Exercise >> Copy out the rows from the line containing "Where can the distant" through the last line, changing "dune crest" to "dune ridge" and leaving everything else the same.

Rows from a collection:
+===+
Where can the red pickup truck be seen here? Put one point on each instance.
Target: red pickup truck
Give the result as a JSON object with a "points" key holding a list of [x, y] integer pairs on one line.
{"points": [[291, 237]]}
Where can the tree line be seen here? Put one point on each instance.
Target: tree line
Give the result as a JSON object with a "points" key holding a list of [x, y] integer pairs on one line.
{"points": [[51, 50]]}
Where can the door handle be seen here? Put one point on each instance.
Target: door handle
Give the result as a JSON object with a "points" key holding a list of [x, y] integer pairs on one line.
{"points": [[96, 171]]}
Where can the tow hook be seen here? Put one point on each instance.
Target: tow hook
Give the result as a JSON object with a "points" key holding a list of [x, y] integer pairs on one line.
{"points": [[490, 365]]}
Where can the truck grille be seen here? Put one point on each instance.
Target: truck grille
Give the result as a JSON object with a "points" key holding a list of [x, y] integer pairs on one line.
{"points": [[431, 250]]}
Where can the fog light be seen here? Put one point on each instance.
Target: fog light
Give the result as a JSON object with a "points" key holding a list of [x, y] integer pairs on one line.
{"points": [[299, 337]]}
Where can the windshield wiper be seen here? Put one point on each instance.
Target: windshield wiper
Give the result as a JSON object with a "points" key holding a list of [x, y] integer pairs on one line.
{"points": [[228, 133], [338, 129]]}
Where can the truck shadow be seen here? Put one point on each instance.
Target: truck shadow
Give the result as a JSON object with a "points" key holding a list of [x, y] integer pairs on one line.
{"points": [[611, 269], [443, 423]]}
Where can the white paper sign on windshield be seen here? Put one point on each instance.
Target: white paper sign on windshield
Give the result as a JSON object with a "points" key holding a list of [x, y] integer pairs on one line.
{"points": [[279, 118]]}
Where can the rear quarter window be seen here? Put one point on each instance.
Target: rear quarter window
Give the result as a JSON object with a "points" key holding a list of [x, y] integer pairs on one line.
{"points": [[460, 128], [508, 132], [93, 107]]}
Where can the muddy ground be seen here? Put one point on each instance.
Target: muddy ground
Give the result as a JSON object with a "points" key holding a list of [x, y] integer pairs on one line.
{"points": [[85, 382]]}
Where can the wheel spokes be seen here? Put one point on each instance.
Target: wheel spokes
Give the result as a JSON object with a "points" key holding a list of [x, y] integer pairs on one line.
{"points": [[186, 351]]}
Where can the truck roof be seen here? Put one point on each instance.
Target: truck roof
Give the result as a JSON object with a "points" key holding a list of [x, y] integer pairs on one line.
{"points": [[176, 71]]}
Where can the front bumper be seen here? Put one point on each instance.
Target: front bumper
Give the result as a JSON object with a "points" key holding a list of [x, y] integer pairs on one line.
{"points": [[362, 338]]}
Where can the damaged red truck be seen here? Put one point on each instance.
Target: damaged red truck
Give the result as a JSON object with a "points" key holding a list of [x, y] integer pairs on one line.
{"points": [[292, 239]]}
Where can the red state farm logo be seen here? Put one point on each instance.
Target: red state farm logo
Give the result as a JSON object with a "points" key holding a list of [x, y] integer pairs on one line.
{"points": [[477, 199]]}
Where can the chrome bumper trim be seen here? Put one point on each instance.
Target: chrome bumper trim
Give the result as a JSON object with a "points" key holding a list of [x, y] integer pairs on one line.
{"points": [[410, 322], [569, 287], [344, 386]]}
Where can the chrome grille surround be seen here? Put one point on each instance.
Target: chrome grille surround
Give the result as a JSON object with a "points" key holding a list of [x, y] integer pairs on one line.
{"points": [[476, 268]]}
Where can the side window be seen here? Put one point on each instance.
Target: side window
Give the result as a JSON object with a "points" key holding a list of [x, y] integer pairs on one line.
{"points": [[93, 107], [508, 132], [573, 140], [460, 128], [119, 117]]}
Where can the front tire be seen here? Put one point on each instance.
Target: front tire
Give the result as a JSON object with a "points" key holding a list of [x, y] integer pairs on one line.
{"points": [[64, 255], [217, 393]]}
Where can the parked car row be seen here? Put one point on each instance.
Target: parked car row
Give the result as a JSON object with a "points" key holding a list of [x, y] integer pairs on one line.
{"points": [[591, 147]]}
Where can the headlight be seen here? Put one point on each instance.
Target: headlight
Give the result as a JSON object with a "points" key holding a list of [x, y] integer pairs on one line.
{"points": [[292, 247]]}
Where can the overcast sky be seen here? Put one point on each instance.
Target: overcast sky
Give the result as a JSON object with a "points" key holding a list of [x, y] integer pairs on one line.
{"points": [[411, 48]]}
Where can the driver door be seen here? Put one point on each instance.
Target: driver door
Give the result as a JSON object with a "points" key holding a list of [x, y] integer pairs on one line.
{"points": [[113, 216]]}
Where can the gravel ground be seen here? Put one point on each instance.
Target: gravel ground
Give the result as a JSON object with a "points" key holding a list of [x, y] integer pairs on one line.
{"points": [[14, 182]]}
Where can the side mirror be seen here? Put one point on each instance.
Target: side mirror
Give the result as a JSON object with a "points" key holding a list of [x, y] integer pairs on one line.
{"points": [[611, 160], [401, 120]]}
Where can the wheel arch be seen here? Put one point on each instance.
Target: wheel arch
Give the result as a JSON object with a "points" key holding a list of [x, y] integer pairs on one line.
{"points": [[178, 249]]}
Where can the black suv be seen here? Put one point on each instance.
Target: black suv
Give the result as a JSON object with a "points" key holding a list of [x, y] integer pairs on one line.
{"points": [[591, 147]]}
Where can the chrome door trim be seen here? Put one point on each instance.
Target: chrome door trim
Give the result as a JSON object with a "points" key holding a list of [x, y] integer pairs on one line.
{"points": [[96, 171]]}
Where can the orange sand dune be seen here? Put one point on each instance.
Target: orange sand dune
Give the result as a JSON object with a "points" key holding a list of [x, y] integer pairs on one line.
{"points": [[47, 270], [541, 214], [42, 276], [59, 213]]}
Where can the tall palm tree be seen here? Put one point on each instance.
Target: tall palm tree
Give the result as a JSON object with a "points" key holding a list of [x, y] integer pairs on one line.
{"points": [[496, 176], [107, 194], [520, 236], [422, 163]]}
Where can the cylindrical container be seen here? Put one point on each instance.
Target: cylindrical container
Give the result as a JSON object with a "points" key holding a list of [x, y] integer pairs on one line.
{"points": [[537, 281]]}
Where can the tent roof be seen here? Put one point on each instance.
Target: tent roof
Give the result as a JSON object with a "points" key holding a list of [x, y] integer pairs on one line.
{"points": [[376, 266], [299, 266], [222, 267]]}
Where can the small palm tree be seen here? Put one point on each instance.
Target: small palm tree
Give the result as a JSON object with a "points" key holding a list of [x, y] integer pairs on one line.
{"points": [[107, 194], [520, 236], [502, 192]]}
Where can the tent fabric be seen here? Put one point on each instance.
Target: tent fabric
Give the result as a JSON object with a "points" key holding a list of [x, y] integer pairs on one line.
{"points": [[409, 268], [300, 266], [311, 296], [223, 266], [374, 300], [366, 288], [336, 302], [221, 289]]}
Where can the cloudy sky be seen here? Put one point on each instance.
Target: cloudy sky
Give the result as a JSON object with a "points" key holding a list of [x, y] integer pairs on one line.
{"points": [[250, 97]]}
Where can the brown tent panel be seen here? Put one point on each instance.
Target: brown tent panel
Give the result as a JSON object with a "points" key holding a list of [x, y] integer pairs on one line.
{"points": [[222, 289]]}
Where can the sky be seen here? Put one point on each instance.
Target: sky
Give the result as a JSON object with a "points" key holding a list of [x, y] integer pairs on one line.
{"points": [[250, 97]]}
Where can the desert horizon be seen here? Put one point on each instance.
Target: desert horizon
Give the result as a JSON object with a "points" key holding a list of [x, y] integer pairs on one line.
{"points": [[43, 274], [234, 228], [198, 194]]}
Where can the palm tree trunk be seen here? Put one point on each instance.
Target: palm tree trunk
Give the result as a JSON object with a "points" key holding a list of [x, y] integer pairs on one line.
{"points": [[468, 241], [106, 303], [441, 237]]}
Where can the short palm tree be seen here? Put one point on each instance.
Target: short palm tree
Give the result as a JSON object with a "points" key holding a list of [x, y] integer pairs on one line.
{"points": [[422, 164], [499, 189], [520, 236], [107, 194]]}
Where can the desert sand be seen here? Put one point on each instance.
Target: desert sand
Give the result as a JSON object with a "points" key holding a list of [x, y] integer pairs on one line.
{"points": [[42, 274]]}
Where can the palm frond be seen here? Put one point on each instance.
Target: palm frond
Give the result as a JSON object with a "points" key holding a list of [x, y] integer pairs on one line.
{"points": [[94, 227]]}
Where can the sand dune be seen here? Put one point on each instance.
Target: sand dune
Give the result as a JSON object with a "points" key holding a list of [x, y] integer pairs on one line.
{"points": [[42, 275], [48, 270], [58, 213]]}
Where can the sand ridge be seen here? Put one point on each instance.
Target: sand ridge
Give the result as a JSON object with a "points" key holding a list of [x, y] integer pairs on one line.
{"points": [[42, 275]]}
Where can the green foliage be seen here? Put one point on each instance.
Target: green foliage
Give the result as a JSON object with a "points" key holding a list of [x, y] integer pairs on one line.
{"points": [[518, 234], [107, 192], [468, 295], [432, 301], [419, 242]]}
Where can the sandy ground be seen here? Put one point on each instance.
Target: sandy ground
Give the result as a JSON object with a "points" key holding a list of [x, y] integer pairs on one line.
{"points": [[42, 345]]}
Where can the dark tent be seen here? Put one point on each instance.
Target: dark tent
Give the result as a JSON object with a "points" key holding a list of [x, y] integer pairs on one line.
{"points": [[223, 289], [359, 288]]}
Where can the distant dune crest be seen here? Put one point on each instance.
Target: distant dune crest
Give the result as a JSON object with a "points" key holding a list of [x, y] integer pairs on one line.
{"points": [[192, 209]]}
+===+
Exercise solution >>
Where can the distant dune ridge be seen here? Put one point on each instance.
Target: distant dune ridge
Give the result as a JSON object with a "points" key holding a list of [x, y] integer pairs on one line.
{"points": [[192, 209]]}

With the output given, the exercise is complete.